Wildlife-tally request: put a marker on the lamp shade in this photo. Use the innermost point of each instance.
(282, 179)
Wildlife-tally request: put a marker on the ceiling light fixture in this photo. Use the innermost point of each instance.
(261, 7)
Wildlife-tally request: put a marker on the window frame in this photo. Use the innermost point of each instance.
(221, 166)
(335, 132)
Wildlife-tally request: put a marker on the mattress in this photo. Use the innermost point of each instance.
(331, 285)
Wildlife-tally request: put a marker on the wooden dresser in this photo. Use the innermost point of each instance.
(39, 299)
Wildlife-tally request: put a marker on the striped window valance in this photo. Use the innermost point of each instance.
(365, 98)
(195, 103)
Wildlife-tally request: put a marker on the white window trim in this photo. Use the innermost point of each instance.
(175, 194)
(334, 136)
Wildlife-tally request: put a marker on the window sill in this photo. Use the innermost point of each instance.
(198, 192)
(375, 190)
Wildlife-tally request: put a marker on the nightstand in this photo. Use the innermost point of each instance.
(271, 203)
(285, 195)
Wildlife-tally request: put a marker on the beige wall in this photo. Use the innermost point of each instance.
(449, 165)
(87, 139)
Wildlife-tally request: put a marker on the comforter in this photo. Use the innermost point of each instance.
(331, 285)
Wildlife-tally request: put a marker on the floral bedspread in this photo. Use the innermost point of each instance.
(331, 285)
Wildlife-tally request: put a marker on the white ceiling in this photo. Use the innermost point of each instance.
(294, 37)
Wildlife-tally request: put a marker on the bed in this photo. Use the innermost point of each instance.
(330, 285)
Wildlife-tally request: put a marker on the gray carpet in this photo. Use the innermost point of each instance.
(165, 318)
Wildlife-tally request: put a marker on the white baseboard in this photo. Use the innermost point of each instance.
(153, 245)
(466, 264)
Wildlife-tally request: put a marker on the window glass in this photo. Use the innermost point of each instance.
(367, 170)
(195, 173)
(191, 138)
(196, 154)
■ ■ ■ ■
Express the lines from the line with "Wildlife-tally request: put a marker on the bed" through the end of the records as a Markdown table with the columns Row and Line, numbering each row and leaving out blank lines.

* **Finished exercise**
| Row | Line |
|---|---|
| 1 | Wildlife-tally request: put a marker on the bed in this photo. Use the innermost point of each instance. |
| 2 | (330, 285) |
| 3 | Wildlife-tally request: put a marker on the gray carpet in this photo. Use the innermost point of each instance. |
| 4 | (165, 318) |
| 5 | Wildlife-tally request: put a marker on the white baseboard in this photo. Use the innermost point of each instance. |
| 6 | (153, 245) |
| 7 | (466, 264) |
| 8 | Wildlife-tally request: put a marker on the window glass in this photo. Use the innermost point of each instance. |
| 9 | (367, 170) |
| 10 | (195, 173) |
| 11 | (191, 138) |
| 12 | (196, 154) |